--- Text passage Enclosed Below ---

A Note About Historical Trauma
mood: sympathetic
This term, historical trauma, has very deep meaning for me; it has come up a lot for me recently so I feel the need to share the definition.
An elder once told me I had this (in that oblique sort of way Indian elders usually have), and was very patient with my rantings and ravings because of it. He didn’t explain what it was, but let the others know (whom I had just blasted in a reactionary e-mail). I settled down, apologized for being a twit, and tried to figure out what the hell he meant.
Months later, a different elder explained it to me. She is a nurse-PhD and that day she talked a little bit about her dissertation. She explained about a Hmong family she was trying to help in order to get them access to medical care. Part of the issue with getting them the help they needed for a rare, genetic disorder was getting them to trust the help from the “outside.” This lack of trust stemmed from their treatment by others (outside their cultural identity), but the scars from that bloody, past treatment carried forward into the present. The abuse of old transferred from generation to generation. It wasn’t present today (not as directly, not as strongly--the world had grown a little in that time), but the ghost of it haunted and jeered at them and defined their entire experience.

--- End of Enclosed Text passage ---

» Exercise instructions:
1. Summarize the note about historical trauma in two sentences.
2. Please carry on the note about historical trauma, starting after its final sentence.

--- Material provided Enclosed Below ---

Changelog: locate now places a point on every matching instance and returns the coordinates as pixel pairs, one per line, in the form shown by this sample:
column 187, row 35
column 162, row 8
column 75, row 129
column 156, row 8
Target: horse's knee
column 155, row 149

--- End of Enclosed Material provided ---

» Numbered responses:
1. An elder once told the writer about having historical trauma and was patient with the writer's rantings because of it, but only months later did a different elder, a nurse-PhD, explain the term. She described a Hmong family whose distrust of help from the "outside" came from past abuse by others outside their cultural identity, harm that passed from generation to generation and still defined their entire experience.

2.
Here is the shocking part. What she learned in this process, was that it takes 5 generations for these old historical wounds to have any chance of healing. No matter how carefully this elder and her colleagues treated the situation, no matter how they demonstrated trustworthiness and sympathy, only into the 5th generation did their efforts make any headway—and only after active attempts and strides toward that healing. She has seen the pattern repeated in others that she has helped.
Wounds like this are passed from generation to generation, cut deeply and are often not acknowledged for what they are. As a result, individuals often do more harm than good toward the wounded person’s healing process by belittling them, shrugging off their expression of old wounds as silliness, craziness or irate rants.






This was a wonderful post. Would you consider linking to it in the ongoing commentary on the story thread? I think it's very, very relevant as to why Paul's comments should not be casually dismissed as "it's just a story".